## YOUR GOAL
Gather every line of the records below that contains the word "white", and copy each line in full.

▬▬▬

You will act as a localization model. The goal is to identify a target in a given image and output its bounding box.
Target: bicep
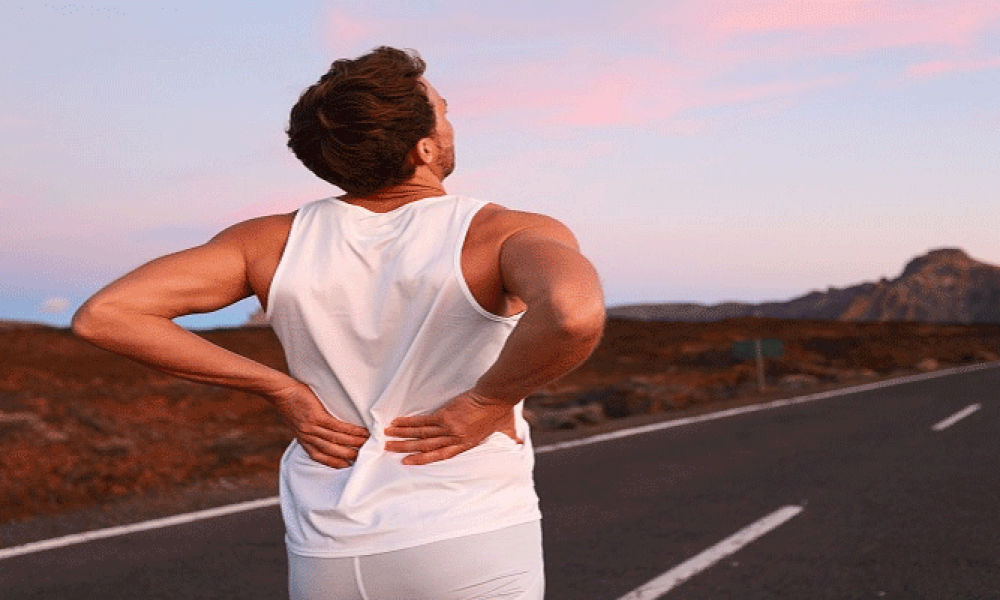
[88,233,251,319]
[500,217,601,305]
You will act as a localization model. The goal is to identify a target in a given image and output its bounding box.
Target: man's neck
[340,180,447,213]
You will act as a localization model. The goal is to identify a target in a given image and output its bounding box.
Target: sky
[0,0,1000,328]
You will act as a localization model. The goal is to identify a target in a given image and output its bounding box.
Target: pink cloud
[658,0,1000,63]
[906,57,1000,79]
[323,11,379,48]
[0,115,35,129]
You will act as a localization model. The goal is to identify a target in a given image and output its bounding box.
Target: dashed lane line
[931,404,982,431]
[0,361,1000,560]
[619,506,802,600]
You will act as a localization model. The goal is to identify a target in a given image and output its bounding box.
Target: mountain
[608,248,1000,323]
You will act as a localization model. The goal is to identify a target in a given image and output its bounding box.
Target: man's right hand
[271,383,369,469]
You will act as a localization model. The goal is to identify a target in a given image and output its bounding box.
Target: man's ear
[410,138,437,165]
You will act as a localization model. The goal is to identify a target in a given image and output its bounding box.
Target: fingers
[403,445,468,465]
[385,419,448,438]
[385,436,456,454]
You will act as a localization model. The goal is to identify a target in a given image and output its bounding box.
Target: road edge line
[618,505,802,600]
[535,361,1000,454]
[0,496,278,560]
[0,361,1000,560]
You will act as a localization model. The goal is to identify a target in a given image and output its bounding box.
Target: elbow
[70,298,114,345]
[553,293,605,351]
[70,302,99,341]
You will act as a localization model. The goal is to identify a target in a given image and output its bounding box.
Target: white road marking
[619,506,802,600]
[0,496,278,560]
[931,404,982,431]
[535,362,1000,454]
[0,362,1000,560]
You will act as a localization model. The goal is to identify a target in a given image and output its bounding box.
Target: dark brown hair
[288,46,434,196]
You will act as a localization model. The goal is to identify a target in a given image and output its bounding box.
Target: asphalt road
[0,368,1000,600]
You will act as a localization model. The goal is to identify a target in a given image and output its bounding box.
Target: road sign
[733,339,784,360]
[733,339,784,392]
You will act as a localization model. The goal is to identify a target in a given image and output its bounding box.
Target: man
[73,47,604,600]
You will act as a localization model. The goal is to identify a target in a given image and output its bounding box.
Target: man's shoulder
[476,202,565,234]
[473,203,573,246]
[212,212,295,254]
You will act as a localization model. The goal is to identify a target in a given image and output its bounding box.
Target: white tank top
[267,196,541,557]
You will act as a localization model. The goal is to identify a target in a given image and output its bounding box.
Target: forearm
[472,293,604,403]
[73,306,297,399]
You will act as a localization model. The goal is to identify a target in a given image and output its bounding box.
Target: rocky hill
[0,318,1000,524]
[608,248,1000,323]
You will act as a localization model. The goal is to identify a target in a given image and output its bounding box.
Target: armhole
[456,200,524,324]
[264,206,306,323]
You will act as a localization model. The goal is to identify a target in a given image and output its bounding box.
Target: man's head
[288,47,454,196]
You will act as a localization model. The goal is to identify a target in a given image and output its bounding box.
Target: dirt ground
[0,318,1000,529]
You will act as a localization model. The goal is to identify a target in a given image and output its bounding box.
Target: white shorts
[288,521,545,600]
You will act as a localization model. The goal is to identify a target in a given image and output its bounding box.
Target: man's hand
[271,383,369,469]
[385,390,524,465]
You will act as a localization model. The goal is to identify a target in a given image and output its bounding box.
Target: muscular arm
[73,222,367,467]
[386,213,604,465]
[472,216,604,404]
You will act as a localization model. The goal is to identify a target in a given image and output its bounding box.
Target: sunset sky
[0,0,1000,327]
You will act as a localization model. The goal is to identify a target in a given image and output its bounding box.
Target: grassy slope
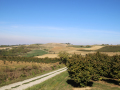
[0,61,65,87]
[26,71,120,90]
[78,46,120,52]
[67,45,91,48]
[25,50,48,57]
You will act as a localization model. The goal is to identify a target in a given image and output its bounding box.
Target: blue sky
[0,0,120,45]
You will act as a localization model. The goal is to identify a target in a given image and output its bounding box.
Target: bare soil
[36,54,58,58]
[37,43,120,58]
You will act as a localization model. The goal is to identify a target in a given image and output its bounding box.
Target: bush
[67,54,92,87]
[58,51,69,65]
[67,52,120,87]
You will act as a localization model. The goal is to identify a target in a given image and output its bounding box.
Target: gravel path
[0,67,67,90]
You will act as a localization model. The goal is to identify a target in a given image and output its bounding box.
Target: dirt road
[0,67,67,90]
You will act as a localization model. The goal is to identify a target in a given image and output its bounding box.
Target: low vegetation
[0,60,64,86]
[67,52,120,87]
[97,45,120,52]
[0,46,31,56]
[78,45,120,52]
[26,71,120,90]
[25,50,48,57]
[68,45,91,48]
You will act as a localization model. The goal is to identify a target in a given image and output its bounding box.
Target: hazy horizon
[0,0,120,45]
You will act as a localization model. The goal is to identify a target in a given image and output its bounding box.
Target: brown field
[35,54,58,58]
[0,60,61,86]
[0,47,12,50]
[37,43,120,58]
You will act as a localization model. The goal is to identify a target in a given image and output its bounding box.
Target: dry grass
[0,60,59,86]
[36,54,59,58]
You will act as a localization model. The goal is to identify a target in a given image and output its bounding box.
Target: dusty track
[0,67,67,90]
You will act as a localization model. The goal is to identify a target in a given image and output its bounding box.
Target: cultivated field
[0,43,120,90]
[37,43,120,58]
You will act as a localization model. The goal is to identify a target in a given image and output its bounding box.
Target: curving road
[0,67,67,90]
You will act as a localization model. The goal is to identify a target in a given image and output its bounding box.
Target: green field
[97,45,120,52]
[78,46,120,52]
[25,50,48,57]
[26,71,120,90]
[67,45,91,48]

▬▬▬

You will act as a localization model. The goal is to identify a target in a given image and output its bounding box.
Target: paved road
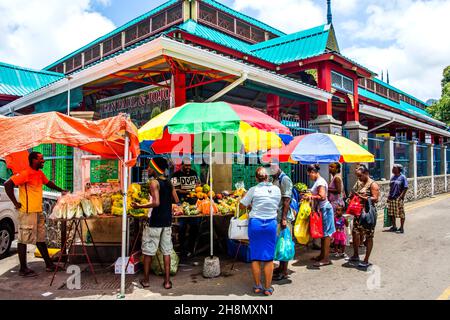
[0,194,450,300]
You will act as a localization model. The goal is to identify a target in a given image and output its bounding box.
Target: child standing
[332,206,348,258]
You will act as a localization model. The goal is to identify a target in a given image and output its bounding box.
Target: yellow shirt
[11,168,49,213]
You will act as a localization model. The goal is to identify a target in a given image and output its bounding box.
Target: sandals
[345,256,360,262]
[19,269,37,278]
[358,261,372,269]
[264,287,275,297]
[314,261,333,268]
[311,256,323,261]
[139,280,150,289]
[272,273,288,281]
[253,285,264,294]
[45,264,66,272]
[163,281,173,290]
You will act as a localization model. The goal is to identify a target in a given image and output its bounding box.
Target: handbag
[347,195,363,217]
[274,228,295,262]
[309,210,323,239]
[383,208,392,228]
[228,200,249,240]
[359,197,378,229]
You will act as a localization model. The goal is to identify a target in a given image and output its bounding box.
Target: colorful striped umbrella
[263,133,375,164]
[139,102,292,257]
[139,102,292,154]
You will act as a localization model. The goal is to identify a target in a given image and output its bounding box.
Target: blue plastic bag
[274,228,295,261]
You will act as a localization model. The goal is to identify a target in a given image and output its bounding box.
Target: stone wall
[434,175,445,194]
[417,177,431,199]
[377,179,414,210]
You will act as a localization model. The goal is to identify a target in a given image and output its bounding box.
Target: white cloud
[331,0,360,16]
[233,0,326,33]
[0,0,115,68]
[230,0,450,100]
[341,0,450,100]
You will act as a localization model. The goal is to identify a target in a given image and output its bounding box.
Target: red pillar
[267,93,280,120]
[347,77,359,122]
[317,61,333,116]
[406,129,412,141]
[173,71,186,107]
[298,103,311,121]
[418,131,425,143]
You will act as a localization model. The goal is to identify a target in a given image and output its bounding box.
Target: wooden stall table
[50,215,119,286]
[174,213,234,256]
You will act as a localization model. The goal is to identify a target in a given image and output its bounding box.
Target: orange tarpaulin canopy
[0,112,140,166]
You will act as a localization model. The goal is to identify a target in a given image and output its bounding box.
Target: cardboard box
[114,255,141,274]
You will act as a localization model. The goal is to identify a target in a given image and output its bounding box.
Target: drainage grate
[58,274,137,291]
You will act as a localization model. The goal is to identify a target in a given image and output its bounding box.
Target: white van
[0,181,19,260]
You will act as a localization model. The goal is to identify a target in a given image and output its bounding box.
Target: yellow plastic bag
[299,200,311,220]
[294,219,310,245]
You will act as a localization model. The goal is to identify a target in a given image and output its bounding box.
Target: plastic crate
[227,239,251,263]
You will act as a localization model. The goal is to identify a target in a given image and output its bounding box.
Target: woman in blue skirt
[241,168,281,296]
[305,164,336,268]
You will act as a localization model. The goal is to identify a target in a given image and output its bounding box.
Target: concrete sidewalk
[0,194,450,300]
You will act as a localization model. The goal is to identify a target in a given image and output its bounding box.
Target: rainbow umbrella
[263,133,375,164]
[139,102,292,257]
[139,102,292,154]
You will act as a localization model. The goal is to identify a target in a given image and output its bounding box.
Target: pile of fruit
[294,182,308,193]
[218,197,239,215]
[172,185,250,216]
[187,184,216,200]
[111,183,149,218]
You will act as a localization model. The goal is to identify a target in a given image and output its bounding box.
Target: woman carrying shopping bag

▬▬▬

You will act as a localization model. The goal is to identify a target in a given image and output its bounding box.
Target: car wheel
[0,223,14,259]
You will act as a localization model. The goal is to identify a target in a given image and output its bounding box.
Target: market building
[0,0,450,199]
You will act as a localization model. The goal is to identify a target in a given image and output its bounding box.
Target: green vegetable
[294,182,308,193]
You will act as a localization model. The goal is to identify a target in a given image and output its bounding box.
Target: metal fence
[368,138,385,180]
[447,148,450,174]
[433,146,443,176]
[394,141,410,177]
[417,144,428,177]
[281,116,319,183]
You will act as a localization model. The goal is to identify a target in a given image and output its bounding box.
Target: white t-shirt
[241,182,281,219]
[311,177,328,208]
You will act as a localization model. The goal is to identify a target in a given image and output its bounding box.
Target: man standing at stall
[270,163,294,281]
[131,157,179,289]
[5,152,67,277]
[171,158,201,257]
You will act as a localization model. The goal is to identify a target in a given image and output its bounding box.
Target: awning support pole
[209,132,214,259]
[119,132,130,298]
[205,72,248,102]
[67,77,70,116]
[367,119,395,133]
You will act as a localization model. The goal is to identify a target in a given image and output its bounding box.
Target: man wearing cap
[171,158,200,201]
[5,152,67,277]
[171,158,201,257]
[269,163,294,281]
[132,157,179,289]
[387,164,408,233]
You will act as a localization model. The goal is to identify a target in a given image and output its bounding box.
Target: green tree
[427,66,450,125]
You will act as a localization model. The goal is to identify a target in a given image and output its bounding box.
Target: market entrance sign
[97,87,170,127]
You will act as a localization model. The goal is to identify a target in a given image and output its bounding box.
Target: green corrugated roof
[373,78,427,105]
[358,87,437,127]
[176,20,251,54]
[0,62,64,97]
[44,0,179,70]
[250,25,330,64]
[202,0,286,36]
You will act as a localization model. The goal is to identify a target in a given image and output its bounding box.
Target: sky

▬▬▬

## WRITTEN ANSWER
Target: white road marking
Target: white tank top
Target: white shorts
Target: white cloud
Target: white van
Target: white t-shirt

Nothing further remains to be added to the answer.